Selection.
++++

Liblinear convergence failure everywhere? #11536

amueller · 2018-07-15T21:14:11Z

Recently we made liblinear report convergence failures.
Now this is reported in lots of places. I expect our users will start to see it everywhere. Should we change something? It's weird if most uses of LinearSVC result in a "failure" now.

amueller · 2018-07-15T21:15:50Z

Also, it's pretty weird that SVC has max_iter=-1 and LinearSVC has max_iter=1000. Is there a reason for that?

agramfort · 2018-07-16T08:02:52Z

good question. Looking at liblinear code it appears we don't expose the different stopping criteria they have and we added a max_iter parameter they don't seem to have.

I have no idea why it was set to 1000. Was there any benchmark done?

amueller · 2018-07-16T16:07:26Z

Not that I can remember...

GaelVaroquaux · 2018-07-16T16:19:58Z

No strong opinion. Too many warnings means that users don't look at warnings.

The only thing that I can suggest is adding an option to control this behavior. I don't really like adding options (the danger is to have too many), but it seems here that there is no one-size-suits-all choice.

amueller · 2018-07-16T16:27:12Z

we could also increase the tol? @ogrisel asked if we have this warning for logistic regression as well or if we ignore it there.

ogrisel · 2018-07-16T20:27:50Z

Does this issue also happen with the LogisticRegression class?

GaelVaroquaux · 2018-07-17T12:57:08Z

I am -1 on increasing the tol: it will mean that many users will wait longer.

I think that there should be an option to control convergence warnings.

amueller · 2018-07-17T14:22:32Z

increasing the tol meaning a larger tol. So if anything people will wait shorter.

GaelVaroquaux · 2018-07-17T14:25:57Z

increasing the tol meaning a larger tol. So if anything people will wait shorter.

OK, I had understood you the wrong way. +1 for that option.

samronsin · 2018-07-17T14:43:38Z

Working on this.

samronsin · 2018-07-17T16:02:41Z

@ogrisel indeed LogisticRegression is also potentially affected.

++++

Continue the thread on liblinear convergence warnings from its last post. The items below are not needed for anything here.

Stored data
++++

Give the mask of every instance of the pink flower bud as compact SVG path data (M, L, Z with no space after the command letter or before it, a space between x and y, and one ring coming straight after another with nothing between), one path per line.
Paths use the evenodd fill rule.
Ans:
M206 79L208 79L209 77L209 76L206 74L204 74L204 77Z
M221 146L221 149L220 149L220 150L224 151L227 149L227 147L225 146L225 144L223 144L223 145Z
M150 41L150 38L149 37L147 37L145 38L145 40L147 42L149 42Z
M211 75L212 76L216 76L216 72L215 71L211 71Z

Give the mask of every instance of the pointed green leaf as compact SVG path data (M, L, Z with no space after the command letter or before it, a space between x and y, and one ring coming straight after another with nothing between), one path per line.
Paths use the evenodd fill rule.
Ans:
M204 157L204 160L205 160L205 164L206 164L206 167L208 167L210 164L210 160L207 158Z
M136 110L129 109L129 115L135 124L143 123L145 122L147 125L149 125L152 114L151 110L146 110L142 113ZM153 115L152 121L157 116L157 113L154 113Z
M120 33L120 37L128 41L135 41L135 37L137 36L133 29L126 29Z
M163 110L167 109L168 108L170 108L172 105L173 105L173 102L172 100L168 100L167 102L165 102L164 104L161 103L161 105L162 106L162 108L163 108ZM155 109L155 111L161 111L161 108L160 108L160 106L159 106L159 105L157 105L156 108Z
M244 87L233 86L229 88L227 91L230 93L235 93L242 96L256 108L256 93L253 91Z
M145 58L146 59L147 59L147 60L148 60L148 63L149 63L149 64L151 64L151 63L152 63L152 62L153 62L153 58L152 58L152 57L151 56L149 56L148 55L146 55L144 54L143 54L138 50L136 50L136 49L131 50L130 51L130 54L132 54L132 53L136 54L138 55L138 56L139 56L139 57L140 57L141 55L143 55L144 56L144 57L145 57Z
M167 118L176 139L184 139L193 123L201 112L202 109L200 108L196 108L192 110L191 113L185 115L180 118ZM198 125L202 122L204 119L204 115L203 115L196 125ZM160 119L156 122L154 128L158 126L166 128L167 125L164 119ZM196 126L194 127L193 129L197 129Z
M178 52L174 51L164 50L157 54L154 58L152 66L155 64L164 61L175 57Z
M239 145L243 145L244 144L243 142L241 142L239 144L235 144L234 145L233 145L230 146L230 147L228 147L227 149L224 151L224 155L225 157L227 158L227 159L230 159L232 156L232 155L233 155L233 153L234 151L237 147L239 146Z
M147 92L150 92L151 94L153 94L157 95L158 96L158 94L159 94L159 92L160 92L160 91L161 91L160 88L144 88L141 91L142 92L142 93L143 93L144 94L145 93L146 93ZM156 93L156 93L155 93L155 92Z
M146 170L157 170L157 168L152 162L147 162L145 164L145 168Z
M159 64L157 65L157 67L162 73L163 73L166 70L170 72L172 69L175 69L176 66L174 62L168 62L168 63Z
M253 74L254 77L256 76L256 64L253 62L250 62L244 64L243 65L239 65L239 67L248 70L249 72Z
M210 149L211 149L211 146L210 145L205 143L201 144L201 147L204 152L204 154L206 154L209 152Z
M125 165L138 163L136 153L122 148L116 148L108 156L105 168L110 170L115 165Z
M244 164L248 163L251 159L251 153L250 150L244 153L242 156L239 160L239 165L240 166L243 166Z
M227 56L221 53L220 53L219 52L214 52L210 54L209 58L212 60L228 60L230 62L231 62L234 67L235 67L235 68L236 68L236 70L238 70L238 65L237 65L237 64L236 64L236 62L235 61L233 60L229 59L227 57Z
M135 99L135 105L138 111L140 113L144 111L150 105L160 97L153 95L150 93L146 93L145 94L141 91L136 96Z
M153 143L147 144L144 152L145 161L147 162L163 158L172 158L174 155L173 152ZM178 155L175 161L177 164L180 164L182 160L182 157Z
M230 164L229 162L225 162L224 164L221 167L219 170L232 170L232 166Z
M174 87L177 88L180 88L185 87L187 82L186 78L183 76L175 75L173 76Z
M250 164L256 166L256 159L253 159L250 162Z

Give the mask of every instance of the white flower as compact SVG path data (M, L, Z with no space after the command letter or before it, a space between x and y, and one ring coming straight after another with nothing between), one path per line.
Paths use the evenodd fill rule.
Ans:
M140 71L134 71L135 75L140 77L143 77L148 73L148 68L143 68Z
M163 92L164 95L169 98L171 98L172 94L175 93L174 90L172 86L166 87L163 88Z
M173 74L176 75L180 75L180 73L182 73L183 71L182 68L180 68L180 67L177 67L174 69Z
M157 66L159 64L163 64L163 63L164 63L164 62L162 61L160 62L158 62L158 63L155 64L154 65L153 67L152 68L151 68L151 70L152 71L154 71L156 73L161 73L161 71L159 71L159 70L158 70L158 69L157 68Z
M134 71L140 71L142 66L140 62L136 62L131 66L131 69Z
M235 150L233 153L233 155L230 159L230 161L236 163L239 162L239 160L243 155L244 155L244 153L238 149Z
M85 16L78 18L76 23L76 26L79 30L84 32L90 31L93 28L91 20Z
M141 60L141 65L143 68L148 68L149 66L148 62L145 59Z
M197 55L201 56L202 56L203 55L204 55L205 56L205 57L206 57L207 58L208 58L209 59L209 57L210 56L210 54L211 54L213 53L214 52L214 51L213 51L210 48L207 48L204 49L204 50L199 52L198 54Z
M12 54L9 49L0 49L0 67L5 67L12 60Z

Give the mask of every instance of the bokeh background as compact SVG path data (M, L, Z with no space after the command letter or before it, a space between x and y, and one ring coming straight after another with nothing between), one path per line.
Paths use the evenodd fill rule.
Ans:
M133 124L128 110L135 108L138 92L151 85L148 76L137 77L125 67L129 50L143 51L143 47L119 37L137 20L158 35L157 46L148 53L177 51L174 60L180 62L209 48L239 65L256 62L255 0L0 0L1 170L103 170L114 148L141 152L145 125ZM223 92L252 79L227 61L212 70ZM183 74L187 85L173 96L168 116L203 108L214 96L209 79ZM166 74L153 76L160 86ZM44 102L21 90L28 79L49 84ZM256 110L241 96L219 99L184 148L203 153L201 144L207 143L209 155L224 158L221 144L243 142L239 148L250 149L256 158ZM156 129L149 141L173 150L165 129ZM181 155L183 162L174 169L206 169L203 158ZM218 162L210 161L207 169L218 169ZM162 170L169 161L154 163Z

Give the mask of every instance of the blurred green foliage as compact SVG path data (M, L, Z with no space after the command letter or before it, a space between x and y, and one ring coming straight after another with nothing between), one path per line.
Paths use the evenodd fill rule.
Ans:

++++

Answer for this exercise.
samronsin · 2018-07-17T16:58:23Z

As discussed with @agramfort I am a bit skeptical regarding bumping the tol as there are a lot of different defaults around:

LogisticRegression: max_iter=100, tol=0.0001
LinearSV{C,R}: max_iter=1000, tol=0.0001
SV{C,R}: max_iter=-1, tol=0.001

amueller · 2018-07-17T17:02:44Z

This is only about liblinear, so where the tol is 0.0001 right now. So it would be making it more consistent. We should probably run some benchmarks, though?

samronsin · 2018-07-17T17:16:48Z

Ah indeed, so maybe this is not as complex as I first thought.
Should the tol be 0.001 by default for all these liblinear calls ?
I agree regarding benchmarks !

amueller · 2018-07-20T14:45:57Z

@samronsin yeah that would be good I think. This seems one of the last release blockers?

amueller · 2018-07-20T15:56:39Z

btw the change that prompted all this is #10881 which basically was just a change in verbosity :-/

amueller · 2018-07-20T16:01:32Z

btw using the default solver, tol is 0.1 (!) in liblinear by default. https://github.com/cjlin1/liblinear/blob/master/README

jnothman · 2018-07-22T06:23:49Z

Wow. So many nice surprises in Liblinear...

amueller · 2018-08-16T20:49:41Z

@jnothman this is mostly our wrapper that has the surprises, I think?

jnothman · 2018-08-17T01:18:03Z

tbh I've not looked into it...

NicolasHug · 2018-08-20T16:24:48Z

The liblinear command line actually has various tolerance defaults, depending on the sub-solver that is used.

Do we want to use those? That would probably require switching the default to 'auto'.

jnothman · 2018-08-20T23:03:31Z

I want us to think about this after release :)

amueller · 2019-09-26T17:53:25Z

@jnothman I think we need to benchmark but possibly?

hermidalc · 2019-11-27T16:28:41Z

I don't think we warn about scaling anywhere?
Also, this is a linear model. It should really converge without scaling.

SVC(kernel='linear') i.e. libsvm will also not converge and actually even worse hang with 100% CPU (since max_iter=-1) for many datasets I have if you don't scale data prior. So I'm in disagreement here... if you have features with wildly different scales to others fitting the optimal hyperplane at a reasonable tolerance will get difficult.

hermidalc · 2019-11-27T16:42:14Z

Ok so this is pretty bad:
from sklearn.datasets import load_digits
from sklearn.svm import LinearSVC
digits = load_digits()
svm = LinearSVC(tol=1, max_iter=10000)
svm.fit(digits.data, digits.target)
If the data is not scaled, the dual solver (which is the default) will never converge on the digits dataset.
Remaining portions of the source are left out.